#### [Exercise requirements]
Each line from the start of the records through the line containing "of the flowering" is to be transcribed exactly, and no other line is to be included.

#### [Extracted data]

============================================================

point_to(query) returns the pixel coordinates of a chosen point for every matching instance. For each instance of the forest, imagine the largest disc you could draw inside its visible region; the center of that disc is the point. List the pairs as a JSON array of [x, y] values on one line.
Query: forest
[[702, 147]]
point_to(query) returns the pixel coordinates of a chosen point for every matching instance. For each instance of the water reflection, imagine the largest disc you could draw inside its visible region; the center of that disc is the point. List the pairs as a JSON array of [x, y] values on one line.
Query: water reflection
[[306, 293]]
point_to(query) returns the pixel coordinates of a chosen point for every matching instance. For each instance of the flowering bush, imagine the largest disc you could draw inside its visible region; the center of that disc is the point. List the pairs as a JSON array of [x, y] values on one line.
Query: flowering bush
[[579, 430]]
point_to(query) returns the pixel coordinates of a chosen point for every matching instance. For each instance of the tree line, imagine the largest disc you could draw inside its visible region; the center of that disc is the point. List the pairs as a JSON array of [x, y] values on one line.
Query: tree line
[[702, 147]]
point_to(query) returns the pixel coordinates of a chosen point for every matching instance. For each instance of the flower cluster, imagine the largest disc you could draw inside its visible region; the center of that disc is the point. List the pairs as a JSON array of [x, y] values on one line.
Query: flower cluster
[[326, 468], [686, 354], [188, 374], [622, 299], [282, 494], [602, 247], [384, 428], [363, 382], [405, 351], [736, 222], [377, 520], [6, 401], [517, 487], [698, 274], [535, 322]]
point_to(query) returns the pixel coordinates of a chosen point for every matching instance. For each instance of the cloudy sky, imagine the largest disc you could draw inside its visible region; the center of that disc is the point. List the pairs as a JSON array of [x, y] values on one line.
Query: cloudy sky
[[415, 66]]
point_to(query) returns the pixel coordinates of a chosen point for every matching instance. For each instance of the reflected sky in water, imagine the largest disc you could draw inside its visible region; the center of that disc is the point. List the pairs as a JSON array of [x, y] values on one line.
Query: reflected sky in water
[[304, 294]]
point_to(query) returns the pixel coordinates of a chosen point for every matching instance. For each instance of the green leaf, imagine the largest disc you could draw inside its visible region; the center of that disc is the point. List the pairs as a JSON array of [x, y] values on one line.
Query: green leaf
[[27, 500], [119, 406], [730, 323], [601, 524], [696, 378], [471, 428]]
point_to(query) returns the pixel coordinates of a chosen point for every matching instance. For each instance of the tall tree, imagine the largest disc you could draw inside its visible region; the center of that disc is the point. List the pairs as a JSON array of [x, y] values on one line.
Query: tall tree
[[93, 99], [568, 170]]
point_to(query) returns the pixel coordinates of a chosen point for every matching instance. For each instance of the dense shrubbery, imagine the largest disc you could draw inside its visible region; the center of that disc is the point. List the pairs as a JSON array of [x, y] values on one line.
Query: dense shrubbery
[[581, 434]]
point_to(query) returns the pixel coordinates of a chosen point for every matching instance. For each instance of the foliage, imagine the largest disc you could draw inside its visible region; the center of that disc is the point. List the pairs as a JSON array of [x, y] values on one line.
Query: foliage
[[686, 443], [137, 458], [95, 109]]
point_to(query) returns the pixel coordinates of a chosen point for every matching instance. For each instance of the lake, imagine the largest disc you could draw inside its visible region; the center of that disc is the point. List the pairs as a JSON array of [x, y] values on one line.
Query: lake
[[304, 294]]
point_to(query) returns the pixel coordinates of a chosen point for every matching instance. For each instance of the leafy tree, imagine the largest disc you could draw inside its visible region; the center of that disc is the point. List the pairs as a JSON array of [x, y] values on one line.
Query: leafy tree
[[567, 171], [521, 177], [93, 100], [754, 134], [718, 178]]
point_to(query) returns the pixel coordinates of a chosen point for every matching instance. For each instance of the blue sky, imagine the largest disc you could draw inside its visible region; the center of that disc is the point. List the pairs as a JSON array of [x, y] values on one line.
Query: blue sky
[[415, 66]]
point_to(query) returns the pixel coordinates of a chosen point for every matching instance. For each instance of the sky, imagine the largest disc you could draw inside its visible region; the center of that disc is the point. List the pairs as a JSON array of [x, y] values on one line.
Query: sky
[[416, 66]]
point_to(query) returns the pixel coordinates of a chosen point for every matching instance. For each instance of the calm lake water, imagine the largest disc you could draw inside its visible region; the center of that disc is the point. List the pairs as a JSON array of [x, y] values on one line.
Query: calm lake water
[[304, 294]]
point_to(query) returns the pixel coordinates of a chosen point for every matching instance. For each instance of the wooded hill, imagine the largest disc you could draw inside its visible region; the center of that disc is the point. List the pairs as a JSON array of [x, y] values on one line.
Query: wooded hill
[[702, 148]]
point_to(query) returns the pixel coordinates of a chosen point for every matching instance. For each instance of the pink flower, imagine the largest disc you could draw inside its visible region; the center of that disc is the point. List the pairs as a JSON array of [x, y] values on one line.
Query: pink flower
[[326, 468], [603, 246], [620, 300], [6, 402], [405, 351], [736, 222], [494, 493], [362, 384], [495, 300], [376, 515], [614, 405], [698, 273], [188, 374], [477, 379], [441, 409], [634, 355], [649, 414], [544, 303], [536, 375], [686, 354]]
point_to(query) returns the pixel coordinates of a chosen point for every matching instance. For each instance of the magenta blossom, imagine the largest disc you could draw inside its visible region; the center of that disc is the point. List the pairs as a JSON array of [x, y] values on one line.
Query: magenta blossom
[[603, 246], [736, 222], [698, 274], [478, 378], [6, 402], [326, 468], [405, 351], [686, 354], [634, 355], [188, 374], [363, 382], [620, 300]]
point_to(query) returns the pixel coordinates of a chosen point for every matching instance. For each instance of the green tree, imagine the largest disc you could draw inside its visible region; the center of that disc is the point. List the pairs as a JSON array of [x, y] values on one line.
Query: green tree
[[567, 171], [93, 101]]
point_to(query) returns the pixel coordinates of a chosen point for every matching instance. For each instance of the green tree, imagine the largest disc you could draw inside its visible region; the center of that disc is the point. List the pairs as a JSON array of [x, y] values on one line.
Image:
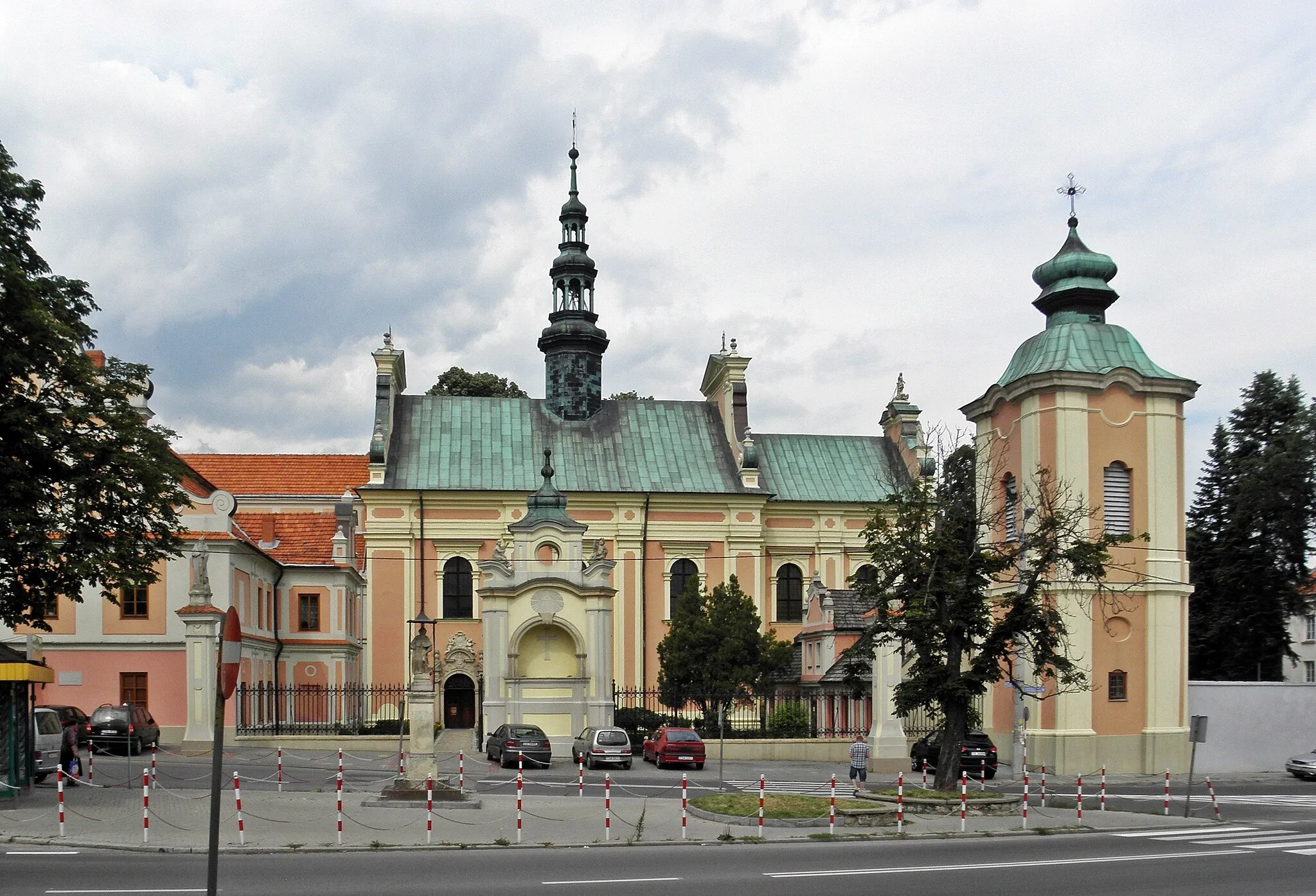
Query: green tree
[[90, 490], [715, 650], [961, 608], [456, 381], [1249, 533]]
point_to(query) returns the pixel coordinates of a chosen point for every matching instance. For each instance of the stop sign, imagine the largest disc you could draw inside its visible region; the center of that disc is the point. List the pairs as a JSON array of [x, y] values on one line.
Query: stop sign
[[231, 653]]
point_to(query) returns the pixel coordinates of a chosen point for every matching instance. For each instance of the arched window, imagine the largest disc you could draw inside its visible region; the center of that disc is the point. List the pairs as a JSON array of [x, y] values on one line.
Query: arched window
[[1011, 490], [1117, 686], [682, 572], [790, 593], [1116, 508], [458, 591]]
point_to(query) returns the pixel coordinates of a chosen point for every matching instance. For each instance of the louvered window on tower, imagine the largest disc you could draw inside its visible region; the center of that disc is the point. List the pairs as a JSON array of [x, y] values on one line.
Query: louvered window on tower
[[1011, 489], [1116, 500]]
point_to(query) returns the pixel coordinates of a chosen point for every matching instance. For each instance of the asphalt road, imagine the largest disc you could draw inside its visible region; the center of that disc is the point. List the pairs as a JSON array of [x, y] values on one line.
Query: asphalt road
[[1074, 865]]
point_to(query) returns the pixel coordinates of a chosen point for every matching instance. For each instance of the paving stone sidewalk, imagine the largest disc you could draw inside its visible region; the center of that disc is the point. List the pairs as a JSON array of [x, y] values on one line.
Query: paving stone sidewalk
[[179, 820]]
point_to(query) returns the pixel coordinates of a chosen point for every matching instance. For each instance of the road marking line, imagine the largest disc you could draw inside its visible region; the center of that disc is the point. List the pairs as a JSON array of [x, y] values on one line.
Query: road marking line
[[615, 881], [988, 866], [1227, 834], [1161, 832], [41, 853]]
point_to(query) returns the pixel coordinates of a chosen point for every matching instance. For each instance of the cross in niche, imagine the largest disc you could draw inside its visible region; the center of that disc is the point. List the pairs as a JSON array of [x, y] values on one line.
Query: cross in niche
[[1073, 191], [545, 637]]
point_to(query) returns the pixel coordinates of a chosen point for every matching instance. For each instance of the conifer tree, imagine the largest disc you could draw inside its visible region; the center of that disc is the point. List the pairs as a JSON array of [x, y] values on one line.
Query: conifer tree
[[1249, 531], [89, 490]]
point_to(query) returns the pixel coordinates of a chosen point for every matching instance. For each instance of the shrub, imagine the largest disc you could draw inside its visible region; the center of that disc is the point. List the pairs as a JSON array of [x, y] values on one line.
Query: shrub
[[790, 720]]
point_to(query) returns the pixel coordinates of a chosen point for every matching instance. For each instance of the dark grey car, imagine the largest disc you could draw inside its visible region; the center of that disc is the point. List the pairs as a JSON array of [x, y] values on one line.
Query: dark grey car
[[599, 745]]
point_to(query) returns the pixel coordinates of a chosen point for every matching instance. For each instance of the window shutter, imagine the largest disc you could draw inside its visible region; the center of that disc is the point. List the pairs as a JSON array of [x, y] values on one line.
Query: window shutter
[[1116, 500]]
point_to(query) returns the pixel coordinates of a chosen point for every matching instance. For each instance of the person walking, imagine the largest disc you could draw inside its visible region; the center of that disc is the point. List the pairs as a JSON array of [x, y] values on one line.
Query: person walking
[[858, 764], [69, 755]]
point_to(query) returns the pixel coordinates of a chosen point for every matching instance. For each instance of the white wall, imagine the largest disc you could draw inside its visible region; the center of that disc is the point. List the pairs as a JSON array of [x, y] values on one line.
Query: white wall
[[1253, 725]]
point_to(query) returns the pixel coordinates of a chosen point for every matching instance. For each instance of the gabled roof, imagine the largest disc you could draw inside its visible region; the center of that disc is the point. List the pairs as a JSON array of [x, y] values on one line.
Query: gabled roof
[[325, 475], [468, 444]]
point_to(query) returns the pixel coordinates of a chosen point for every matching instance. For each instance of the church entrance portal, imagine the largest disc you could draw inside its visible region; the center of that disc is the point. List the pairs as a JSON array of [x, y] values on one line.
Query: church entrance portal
[[458, 701]]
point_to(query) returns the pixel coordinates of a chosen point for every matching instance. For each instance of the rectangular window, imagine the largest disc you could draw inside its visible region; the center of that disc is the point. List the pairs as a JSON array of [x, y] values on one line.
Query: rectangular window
[[308, 612], [1117, 686], [132, 603], [132, 687]]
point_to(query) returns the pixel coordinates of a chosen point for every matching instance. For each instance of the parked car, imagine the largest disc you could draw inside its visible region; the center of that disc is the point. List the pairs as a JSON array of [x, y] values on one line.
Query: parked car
[[601, 745], [675, 745], [128, 725], [50, 737], [71, 716], [1302, 766], [529, 741], [977, 754]]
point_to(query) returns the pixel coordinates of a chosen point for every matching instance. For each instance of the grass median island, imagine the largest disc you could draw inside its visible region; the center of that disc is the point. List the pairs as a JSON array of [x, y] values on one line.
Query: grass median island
[[949, 796], [776, 805]]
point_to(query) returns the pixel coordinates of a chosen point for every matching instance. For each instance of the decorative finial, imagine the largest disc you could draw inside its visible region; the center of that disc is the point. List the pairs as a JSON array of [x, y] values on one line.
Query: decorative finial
[[1073, 190]]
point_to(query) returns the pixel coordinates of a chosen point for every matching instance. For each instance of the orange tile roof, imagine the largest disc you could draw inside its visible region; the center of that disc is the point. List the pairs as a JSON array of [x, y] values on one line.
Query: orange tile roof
[[282, 474], [302, 538]]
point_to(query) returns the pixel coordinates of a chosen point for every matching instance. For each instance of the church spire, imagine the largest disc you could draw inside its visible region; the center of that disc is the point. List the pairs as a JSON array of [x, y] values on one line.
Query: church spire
[[573, 345]]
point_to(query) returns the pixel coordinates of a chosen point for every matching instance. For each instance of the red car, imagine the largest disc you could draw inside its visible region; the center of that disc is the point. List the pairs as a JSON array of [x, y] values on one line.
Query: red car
[[675, 745]]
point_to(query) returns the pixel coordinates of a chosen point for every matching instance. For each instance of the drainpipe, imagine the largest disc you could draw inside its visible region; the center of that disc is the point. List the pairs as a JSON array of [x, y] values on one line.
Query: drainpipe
[[644, 615], [278, 652]]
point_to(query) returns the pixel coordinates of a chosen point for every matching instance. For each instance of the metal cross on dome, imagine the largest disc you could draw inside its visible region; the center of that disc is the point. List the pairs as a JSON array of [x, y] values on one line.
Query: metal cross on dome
[[1072, 191]]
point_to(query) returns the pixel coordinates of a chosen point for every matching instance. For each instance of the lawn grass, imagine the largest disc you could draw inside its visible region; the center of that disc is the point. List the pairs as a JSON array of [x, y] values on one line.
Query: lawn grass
[[949, 796], [776, 805]]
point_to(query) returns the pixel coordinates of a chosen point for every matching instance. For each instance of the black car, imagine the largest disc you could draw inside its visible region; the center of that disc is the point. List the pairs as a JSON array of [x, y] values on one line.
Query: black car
[[977, 754], [508, 741], [128, 725], [71, 716]]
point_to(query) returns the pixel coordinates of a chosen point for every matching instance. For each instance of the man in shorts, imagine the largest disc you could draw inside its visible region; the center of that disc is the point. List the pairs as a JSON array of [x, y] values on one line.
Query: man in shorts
[[858, 764]]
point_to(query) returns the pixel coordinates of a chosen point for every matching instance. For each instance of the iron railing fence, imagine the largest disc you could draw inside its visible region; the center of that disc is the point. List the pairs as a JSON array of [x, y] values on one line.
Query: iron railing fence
[[783, 712], [317, 710]]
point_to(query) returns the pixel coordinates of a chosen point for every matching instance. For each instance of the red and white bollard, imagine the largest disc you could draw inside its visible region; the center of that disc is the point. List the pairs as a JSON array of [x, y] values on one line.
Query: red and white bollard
[[761, 789], [831, 811], [237, 796], [964, 798], [1026, 796], [147, 805], [60, 786], [900, 803], [684, 794]]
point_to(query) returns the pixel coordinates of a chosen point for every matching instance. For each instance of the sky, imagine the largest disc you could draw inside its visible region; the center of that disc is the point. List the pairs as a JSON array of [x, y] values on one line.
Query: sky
[[257, 191]]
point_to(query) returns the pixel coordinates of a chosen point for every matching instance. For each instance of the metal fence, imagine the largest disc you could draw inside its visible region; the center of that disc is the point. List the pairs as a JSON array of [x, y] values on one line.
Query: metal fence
[[316, 710], [778, 714]]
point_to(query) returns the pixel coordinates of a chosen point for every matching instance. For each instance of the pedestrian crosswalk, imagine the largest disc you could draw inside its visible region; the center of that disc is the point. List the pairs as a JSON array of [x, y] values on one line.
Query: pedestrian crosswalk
[[1235, 836]]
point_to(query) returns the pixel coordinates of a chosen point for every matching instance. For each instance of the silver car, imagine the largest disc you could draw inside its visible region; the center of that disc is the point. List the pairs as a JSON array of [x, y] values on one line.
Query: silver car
[[598, 745], [1302, 766]]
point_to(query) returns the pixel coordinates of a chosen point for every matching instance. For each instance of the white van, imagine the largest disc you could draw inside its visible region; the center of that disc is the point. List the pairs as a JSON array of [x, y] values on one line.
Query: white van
[[50, 736]]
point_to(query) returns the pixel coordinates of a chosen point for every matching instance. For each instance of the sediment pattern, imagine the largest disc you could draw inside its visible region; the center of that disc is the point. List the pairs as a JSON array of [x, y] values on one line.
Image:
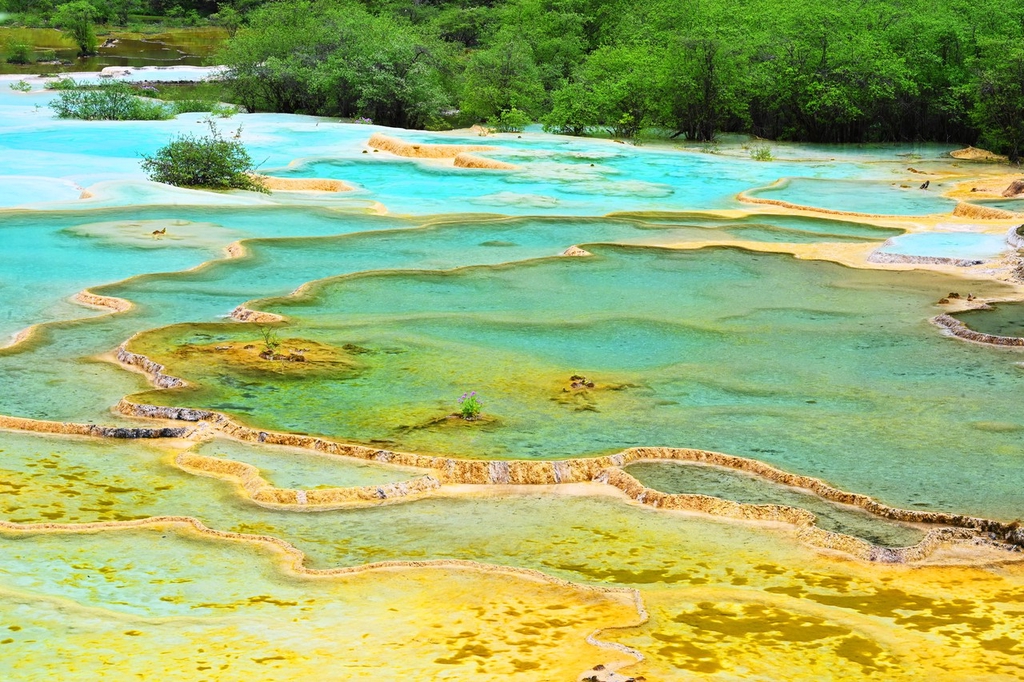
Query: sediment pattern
[[466, 160], [745, 198], [965, 210], [242, 313], [905, 259], [263, 493], [302, 183], [961, 331], [416, 151], [974, 154], [294, 562], [154, 370], [1014, 238], [113, 303], [96, 430], [608, 470]]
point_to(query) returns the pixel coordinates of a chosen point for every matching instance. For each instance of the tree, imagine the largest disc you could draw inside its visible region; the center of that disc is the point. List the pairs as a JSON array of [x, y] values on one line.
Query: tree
[[998, 108], [211, 162], [76, 19], [501, 78], [699, 84]]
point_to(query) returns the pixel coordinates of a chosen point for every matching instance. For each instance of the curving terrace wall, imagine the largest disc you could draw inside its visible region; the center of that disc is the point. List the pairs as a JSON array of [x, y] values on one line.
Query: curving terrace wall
[[961, 331]]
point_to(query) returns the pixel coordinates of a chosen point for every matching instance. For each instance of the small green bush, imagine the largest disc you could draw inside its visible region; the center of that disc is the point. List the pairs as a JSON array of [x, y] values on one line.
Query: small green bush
[[762, 153], [61, 84], [510, 120], [18, 52], [210, 162], [470, 406], [109, 101]]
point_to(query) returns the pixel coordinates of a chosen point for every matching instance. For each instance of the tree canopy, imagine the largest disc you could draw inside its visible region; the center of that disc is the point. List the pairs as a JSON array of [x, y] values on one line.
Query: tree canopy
[[836, 71]]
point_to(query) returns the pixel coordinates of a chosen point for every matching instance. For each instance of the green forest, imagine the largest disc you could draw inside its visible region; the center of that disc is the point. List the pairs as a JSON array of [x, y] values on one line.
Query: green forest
[[842, 71]]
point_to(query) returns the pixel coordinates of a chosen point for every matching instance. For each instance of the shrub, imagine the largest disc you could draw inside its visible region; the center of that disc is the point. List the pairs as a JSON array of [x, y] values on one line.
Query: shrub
[[109, 101], [18, 52], [210, 162], [762, 153], [61, 84], [469, 406], [510, 120], [76, 19]]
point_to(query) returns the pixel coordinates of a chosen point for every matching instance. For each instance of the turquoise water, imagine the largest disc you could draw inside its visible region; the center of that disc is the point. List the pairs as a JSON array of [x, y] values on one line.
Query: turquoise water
[[947, 245], [711, 363], [692, 478], [427, 282], [291, 468], [1000, 320], [276, 266], [557, 175]]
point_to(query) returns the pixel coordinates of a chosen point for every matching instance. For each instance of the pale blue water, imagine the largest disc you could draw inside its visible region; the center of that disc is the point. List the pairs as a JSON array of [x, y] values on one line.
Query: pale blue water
[[947, 245]]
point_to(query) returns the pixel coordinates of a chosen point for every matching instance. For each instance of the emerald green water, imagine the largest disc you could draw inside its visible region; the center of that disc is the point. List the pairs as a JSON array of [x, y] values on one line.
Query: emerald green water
[[692, 478], [712, 361], [815, 368], [290, 468]]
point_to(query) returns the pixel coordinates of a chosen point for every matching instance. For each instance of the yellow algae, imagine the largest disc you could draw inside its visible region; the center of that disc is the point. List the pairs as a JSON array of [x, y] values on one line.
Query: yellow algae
[[415, 624], [157, 233], [885, 624], [416, 151], [302, 184], [467, 160], [975, 154]]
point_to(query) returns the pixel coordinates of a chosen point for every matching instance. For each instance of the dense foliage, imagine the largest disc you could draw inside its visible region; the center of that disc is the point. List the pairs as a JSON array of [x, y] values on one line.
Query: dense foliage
[[210, 161], [809, 70]]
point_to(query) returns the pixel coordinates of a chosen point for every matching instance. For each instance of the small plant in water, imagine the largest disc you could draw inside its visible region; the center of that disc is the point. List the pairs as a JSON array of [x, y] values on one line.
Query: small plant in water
[[270, 341], [762, 153], [469, 406]]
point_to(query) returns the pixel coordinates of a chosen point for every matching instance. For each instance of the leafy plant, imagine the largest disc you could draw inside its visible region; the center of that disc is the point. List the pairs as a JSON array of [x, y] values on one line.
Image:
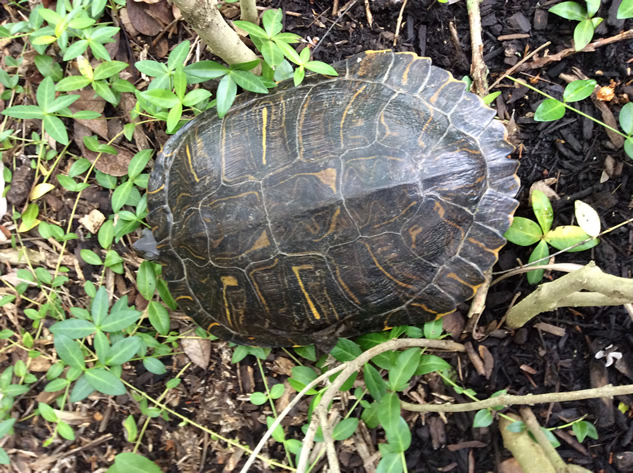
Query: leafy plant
[[526, 232]]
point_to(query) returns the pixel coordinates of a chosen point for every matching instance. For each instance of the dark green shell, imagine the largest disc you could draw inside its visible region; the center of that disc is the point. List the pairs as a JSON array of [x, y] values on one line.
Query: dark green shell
[[343, 206]]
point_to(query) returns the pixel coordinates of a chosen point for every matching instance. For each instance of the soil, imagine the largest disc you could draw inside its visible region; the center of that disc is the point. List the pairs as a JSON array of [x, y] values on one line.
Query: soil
[[554, 353]]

============================================================

#### [Result of the exercise]
point_to(query) returns the pixel coordinates of a chosen point for every matching instance. For each instance of the forest, imagine the largest disc you could draw inside its visible region; the center of that disc is the point. List the pairs as a JSON array of [x, y] values on one line.
Query: forest
[[702, 147]]
point_to(query) returns the pixel coordinates of a chosen point for every matching instance. For each instance of the water reflection, imagine the largest disc you could draw inside its visible region; the center of that disc is the point. List the pairs as a JSON array of [x, y] values on one line.
Query: water reflection
[[306, 293]]
point_to(query) returns the pixel coordinates of a chosen point for every matching instance. For each instance of the flowering bush, imagine the largest disc you could draw inside its visible region; the center of that disc is the point. List the pairs as a JSON array of [x, y] values on one line.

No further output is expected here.